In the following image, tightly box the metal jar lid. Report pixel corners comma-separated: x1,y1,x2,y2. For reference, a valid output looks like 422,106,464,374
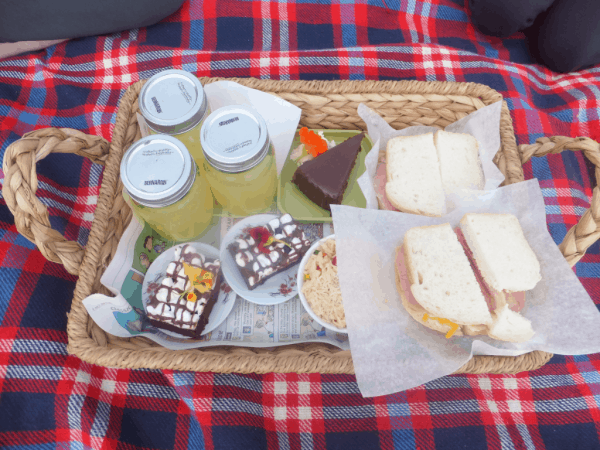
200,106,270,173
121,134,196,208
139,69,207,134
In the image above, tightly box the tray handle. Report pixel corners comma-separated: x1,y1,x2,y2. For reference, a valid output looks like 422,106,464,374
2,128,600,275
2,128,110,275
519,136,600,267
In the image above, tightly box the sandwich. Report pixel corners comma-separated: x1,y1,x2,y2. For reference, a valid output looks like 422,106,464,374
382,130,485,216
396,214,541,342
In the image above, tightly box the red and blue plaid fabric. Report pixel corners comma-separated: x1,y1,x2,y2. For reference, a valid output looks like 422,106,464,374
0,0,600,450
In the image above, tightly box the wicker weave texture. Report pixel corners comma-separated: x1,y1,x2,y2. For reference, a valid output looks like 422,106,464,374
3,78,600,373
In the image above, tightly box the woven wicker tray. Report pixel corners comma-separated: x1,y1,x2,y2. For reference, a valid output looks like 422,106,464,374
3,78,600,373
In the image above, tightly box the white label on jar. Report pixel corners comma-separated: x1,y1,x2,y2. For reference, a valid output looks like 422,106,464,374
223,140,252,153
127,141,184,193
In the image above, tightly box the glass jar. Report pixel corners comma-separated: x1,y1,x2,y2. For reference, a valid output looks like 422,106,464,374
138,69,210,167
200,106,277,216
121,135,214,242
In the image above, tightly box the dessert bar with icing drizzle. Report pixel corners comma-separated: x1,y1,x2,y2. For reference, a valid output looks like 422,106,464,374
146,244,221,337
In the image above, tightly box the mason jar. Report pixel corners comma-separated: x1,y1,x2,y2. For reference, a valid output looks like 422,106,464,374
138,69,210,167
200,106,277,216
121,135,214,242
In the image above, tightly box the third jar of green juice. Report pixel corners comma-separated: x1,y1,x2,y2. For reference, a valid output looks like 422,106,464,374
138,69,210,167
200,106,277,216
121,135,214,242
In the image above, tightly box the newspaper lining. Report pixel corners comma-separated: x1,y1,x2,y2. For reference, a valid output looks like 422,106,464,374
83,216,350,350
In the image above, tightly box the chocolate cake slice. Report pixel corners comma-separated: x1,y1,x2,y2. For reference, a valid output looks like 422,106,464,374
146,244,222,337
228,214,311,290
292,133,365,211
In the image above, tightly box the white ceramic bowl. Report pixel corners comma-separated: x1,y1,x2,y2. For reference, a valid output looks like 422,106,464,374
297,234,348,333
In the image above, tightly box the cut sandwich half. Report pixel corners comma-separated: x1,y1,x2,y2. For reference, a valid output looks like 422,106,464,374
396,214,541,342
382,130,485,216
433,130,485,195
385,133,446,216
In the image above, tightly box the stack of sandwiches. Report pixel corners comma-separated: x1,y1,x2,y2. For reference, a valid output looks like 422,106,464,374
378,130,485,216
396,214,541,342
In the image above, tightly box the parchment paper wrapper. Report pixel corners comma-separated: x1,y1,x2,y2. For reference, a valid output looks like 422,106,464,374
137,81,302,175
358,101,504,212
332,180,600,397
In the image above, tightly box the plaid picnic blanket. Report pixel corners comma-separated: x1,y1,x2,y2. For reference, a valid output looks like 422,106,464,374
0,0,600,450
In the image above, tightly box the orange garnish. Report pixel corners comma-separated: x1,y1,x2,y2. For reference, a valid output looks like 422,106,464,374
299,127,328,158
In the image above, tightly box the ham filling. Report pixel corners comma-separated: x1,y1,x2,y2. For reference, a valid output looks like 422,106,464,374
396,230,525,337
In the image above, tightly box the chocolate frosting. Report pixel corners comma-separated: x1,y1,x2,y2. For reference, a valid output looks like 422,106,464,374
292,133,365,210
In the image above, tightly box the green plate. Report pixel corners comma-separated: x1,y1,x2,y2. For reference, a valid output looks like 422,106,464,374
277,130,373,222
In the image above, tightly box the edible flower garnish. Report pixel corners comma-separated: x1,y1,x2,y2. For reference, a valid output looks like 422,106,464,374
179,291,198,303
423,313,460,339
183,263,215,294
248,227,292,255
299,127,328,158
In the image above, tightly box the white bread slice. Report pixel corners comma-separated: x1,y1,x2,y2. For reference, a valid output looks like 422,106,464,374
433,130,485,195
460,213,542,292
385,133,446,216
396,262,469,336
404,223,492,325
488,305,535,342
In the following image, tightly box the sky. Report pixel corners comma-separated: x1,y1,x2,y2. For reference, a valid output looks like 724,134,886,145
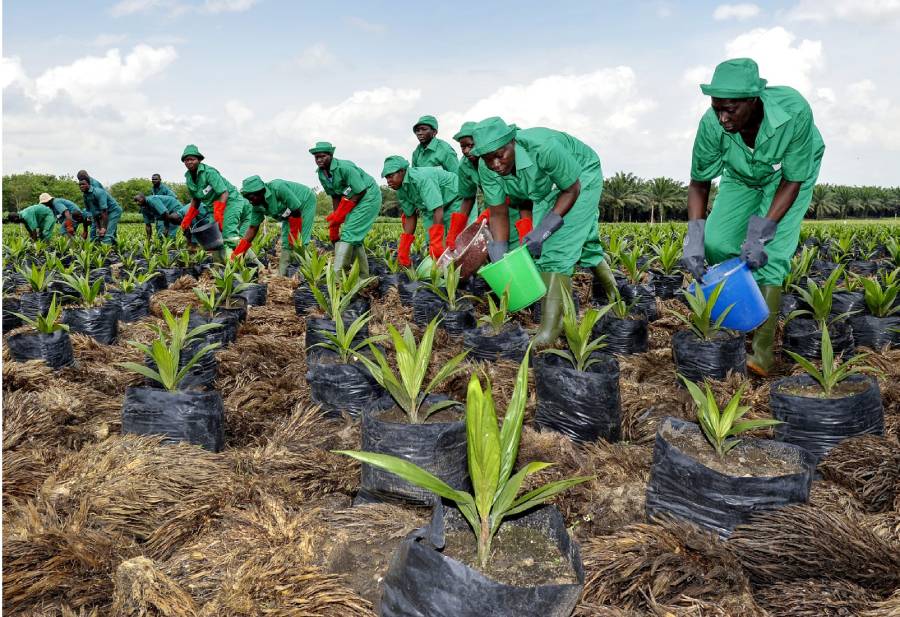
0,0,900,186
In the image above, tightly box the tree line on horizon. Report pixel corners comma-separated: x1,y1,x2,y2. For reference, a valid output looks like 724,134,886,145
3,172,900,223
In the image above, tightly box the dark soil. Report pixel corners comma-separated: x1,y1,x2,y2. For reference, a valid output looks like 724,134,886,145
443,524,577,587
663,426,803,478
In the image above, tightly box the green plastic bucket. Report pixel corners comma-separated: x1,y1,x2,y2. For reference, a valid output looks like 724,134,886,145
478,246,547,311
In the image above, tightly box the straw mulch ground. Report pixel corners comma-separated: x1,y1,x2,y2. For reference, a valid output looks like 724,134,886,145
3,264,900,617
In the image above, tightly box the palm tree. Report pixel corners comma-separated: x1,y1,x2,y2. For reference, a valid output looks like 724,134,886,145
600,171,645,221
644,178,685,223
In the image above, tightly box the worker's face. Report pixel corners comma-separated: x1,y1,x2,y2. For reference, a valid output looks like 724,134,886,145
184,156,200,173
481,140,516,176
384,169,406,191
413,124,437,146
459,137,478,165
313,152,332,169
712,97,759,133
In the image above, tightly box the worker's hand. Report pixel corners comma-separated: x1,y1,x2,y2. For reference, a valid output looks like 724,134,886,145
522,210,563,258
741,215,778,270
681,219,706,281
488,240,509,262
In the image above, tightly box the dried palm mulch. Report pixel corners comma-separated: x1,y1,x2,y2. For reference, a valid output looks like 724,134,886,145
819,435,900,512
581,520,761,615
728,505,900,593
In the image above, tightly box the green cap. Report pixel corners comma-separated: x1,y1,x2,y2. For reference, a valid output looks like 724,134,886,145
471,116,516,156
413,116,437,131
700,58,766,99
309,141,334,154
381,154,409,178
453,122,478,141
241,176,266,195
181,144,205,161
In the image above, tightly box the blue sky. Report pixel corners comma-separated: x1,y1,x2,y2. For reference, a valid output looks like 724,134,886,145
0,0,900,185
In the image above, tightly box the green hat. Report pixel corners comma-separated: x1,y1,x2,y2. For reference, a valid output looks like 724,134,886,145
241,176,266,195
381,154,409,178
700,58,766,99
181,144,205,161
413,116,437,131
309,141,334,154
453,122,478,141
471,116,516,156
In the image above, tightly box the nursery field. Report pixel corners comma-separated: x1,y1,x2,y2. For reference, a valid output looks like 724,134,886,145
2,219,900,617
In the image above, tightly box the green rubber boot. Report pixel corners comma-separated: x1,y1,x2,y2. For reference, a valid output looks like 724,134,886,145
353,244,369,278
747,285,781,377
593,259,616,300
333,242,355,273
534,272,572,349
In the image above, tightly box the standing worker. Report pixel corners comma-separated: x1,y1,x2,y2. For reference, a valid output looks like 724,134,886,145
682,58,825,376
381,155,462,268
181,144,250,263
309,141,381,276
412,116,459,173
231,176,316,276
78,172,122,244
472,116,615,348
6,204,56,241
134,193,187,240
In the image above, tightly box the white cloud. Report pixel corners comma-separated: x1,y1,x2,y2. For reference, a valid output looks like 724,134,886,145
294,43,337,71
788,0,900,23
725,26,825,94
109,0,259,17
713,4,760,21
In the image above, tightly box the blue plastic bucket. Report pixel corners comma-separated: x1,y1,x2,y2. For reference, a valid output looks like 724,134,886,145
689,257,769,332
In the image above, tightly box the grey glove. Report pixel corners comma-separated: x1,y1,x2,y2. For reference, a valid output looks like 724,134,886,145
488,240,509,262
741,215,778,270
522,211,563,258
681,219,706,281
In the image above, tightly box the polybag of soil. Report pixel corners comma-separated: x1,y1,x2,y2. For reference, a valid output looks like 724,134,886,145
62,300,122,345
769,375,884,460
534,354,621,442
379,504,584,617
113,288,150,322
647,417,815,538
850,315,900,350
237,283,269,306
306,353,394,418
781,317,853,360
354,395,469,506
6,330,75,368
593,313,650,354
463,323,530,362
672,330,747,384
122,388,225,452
# # #
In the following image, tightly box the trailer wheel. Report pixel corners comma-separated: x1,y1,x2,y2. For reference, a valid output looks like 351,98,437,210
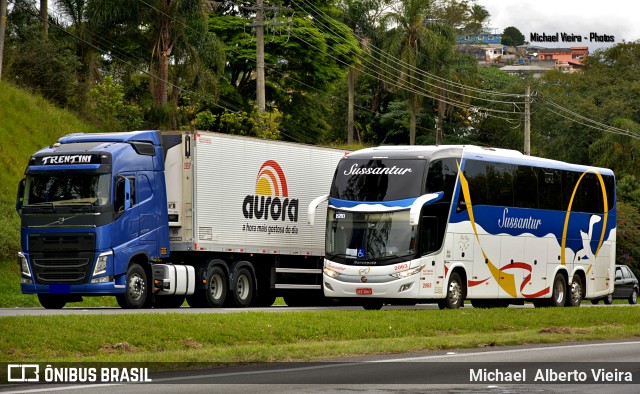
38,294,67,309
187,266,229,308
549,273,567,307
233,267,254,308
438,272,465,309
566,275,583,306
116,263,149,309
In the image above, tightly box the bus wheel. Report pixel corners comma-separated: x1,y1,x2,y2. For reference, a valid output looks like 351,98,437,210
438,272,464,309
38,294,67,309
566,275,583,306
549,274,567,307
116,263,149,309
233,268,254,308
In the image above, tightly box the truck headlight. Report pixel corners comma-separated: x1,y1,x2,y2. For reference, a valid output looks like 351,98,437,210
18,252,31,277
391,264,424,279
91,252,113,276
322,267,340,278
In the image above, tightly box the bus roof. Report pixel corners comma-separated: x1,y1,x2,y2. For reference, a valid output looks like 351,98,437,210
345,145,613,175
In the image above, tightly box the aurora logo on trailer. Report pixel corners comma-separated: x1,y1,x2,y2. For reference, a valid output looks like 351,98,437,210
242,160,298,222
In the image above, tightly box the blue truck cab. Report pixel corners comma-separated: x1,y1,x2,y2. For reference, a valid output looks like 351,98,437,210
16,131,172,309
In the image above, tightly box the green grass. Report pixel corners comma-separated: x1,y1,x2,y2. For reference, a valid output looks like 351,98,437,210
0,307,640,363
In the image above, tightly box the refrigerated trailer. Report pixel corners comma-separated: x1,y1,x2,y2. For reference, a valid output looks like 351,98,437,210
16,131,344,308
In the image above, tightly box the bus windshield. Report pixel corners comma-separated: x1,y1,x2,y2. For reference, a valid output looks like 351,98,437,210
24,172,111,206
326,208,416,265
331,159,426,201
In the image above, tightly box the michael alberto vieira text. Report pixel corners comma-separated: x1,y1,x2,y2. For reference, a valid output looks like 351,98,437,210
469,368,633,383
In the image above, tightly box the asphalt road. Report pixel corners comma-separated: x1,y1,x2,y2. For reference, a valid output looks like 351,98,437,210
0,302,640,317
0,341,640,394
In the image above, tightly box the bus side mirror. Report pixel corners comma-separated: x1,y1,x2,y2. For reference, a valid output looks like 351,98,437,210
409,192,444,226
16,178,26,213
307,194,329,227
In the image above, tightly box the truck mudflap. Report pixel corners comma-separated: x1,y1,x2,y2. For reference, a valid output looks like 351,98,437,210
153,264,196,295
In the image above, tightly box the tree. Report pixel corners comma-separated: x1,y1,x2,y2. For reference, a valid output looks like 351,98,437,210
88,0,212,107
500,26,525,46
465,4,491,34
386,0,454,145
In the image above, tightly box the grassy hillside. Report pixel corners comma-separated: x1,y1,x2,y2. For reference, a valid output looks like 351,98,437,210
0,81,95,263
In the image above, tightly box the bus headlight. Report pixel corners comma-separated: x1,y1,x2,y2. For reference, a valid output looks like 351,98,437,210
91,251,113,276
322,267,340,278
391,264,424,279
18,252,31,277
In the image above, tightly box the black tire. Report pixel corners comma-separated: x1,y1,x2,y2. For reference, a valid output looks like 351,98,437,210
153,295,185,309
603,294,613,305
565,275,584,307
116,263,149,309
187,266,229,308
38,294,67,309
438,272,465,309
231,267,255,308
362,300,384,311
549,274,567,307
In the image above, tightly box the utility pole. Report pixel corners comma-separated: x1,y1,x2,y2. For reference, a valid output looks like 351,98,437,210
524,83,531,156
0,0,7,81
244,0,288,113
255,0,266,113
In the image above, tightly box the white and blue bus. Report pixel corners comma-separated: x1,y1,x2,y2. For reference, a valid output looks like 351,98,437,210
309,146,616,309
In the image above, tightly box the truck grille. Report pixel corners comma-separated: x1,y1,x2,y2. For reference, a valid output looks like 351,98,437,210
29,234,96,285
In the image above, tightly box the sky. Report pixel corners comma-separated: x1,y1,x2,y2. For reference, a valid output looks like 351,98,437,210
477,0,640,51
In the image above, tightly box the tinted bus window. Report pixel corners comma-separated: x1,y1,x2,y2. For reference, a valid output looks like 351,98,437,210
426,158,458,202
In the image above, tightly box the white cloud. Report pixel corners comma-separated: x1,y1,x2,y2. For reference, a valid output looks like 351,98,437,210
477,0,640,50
# # #
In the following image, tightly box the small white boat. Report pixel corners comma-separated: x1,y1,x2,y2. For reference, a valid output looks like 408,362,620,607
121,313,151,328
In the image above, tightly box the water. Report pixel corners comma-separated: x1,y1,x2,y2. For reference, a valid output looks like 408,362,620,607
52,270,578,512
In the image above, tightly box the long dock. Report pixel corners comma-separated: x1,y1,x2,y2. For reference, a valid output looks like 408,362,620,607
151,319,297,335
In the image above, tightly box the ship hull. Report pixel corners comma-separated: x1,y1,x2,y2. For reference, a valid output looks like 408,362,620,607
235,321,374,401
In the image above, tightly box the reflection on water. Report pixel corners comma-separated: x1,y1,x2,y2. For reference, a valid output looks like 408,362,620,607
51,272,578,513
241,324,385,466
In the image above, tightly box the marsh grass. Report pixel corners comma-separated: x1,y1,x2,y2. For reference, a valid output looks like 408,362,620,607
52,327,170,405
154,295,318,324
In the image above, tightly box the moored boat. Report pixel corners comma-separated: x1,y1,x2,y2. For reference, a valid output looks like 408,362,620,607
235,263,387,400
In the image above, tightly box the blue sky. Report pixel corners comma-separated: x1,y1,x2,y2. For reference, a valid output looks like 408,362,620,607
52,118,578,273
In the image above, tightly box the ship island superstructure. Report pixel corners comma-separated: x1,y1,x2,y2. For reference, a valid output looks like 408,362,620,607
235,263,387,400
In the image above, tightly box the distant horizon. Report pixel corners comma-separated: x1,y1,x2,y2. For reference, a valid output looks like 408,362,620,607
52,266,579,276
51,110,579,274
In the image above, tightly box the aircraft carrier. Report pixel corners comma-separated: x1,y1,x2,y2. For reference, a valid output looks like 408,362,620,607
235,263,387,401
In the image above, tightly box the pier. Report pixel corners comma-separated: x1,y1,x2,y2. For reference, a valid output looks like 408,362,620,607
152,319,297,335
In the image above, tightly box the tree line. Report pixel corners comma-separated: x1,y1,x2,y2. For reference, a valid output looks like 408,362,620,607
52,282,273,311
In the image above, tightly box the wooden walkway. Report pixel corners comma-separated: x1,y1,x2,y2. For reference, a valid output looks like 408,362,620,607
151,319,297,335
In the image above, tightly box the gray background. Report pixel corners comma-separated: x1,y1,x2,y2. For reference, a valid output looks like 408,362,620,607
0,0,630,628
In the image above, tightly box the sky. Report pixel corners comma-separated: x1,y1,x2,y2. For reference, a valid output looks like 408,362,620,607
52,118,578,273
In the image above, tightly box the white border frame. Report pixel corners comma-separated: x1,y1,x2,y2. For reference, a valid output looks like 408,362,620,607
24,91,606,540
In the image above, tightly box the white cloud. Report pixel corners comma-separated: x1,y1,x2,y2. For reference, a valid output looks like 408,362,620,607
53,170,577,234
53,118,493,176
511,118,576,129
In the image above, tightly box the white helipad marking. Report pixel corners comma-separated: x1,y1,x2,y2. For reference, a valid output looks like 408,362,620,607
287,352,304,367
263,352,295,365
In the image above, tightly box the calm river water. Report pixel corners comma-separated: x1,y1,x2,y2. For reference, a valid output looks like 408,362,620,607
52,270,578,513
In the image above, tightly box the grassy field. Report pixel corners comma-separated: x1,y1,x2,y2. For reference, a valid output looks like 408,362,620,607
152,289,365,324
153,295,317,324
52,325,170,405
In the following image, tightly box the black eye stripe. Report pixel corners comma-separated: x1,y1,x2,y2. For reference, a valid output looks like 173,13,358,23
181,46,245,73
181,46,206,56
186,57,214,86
# # #
* **WHAT YOU WILL DO**: Please put the lines of the records from the line containing "In the following image, tightly box the metal" through the line containing "127,141,184,193", both included, into a JSON list of strings, one string per line, skipping blank lines. Leave the pictures out of the answer.

* **THE OUTPUT**:
[
  "In the following image, tightly box the metal jar lid. Report pixel corners comma-separated: x1,y1,x2,y2. For reference, a valid output looks like 422,106,464,374",
  "200,106,270,173",
  "121,134,196,208",
  "139,69,207,134",
  "In the image above, tightly box the tray handle. Report pixel corners comma-separated: x1,y1,x2,y2. For reference, a valid output looks like 422,106,464,374",
  "2,128,600,275",
  "2,128,110,275",
  "519,136,600,267",
  "In the image above, tightly box the sandwich. Report pixel corners comma-separated: x1,y1,x2,y2. For reference, a valid output looks like 422,106,464,374",
  "382,130,485,216",
  "396,214,541,342",
  "In the image above, tightly box the red and blue plaid fabric. Report pixel corners comma-separated: x1,y1,x2,y2. For reference, a valid output looks like 422,106,464,374",
  "0,0,600,450",
  "In the image above, tightly box the wicker weave texture. Report pixel corners comma-separated: x1,y1,x2,y2. For reference, a valid output looks like 422,106,464,374",
  "3,78,600,373",
  "In the image above, tightly box the woven wicker tray. Report pixel corners comma-separated: x1,y1,x2,y2. For reference, a valid output looks like 422,106,464,374",
  "3,78,600,373",
  "In the image above, tightly box the white label on jar. Report pixel corners comma-separated: x1,y1,x2,y2. For reference, a valid output looks like 422,106,464,374",
  "223,140,252,153",
  "127,141,184,193"
]